Exactly reproduce the lines beginning with the line that includes "korean flag --vertices=whole-pixels" and ending with the last line of the data.

Labeled region records
begin

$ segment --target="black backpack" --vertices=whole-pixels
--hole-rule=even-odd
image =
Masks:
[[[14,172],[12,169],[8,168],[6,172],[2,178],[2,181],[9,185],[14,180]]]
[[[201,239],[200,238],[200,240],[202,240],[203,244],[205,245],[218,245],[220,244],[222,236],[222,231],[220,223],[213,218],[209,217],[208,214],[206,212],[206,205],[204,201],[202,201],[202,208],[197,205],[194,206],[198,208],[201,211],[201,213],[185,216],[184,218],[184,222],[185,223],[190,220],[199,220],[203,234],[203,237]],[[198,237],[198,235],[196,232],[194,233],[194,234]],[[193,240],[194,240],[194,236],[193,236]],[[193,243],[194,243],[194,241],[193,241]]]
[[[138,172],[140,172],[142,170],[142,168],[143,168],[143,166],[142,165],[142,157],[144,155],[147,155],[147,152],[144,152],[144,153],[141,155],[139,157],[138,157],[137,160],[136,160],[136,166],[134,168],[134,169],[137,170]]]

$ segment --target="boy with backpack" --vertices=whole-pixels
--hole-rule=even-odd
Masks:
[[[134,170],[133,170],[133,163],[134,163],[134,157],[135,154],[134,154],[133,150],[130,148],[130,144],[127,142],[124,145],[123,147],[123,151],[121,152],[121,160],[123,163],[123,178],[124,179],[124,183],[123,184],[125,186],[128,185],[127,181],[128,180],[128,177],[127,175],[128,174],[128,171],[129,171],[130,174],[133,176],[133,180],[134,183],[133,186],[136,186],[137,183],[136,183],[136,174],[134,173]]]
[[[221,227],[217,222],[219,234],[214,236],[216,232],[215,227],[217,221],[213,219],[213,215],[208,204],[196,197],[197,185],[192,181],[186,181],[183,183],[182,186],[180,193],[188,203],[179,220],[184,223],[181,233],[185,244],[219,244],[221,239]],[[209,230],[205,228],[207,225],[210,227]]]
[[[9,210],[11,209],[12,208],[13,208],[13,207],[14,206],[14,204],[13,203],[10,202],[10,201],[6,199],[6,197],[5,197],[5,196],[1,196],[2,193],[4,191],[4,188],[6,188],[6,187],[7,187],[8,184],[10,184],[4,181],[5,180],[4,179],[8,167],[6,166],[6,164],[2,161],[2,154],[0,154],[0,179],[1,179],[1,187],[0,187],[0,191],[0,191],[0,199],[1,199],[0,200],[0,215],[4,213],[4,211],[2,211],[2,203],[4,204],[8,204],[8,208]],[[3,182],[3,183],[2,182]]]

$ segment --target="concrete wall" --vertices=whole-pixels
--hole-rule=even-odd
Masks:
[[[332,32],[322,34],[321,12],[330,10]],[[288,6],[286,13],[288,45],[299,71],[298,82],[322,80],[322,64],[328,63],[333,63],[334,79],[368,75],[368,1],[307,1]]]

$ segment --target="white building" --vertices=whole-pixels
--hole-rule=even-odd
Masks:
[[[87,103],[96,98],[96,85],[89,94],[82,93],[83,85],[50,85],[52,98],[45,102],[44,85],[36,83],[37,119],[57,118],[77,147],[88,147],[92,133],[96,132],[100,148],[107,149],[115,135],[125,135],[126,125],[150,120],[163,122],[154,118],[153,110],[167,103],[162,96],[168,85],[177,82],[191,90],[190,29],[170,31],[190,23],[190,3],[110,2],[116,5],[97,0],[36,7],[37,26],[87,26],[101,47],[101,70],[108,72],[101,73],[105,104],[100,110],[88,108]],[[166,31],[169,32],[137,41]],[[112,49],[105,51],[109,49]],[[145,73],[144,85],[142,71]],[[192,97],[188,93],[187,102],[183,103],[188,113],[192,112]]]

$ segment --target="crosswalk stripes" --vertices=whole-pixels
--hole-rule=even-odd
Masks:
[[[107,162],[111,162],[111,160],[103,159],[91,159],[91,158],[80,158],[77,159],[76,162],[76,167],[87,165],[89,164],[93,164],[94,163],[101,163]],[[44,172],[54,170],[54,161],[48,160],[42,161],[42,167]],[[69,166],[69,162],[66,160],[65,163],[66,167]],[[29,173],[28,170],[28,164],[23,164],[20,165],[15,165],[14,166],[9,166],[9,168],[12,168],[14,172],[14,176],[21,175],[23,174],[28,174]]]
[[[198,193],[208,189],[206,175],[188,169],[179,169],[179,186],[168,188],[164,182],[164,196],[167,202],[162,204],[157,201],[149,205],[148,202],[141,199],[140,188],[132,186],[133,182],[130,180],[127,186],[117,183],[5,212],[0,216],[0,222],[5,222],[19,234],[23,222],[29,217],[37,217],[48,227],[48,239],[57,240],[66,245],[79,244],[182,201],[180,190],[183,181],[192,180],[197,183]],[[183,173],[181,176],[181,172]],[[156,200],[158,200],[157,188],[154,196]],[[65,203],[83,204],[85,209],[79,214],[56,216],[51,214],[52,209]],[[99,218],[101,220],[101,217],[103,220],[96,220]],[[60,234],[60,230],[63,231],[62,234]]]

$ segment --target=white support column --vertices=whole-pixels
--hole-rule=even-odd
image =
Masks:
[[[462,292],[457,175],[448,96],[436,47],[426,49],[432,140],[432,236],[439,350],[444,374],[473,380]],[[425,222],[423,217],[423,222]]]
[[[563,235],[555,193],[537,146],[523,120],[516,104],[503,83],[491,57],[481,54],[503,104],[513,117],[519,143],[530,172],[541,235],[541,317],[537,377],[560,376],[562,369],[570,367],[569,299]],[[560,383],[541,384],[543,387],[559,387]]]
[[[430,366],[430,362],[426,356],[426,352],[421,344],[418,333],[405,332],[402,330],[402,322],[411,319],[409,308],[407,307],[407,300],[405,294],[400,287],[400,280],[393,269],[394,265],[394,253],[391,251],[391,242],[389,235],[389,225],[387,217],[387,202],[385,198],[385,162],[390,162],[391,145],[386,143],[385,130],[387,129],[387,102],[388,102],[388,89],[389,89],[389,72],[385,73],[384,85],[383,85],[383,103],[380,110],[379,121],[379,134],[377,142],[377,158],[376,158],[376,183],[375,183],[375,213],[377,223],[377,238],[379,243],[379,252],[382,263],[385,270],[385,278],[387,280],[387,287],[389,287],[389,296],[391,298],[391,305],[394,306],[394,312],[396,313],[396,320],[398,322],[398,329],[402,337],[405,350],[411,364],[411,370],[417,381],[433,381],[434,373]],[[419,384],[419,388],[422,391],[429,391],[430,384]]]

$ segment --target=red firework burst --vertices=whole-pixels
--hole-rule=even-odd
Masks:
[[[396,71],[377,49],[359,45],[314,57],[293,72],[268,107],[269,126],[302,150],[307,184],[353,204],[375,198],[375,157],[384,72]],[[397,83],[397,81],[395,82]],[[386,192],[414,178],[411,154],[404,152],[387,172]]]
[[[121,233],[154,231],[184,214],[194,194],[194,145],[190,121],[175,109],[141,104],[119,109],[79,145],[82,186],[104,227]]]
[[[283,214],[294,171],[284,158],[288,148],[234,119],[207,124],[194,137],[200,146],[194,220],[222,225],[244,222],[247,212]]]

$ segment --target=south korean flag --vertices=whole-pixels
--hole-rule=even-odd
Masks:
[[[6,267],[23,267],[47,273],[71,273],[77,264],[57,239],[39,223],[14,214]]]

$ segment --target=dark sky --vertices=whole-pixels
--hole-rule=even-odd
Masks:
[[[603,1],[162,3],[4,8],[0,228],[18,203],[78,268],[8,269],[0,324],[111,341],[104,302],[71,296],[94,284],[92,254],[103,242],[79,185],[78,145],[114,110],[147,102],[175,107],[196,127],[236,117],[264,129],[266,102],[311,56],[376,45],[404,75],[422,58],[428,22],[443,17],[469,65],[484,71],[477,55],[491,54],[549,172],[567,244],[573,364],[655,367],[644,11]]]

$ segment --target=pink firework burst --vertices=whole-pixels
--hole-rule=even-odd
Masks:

end

**THE ANSWER**
$ segment --target=south korean flag --vertices=whole-pixels
--hole-rule=even-odd
Masks:
[[[6,267],[23,267],[47,273],[71,273],[77,264],[57,239],[39,223],[14,214]]]

$ segment --target=dark sky --vertices=whole-pixels
--hole-rule=even-odd
Masks:
[[[603,1],[162,3],[4,8],[0,228],[18,203],[78,268],[8,269],[0,324],[111,341],[104,302],[71,296],[94,284],[92,254],[103,242],[79,185],[78,145],[114,110],[147,102],[175,107],[196,127],[236,117],[264,129],[266,102],[311,56],[376,45],[404,75],[422,58],[428,22],[443,17],[469,65],[484,71],[477,55],[491,54],[549,172],[567,244],[573,364],[655,367],[644,11]]]

$ segment --target=pink firework burst --vertices=whole-pixels
--hole-rule=even-odd
Masks:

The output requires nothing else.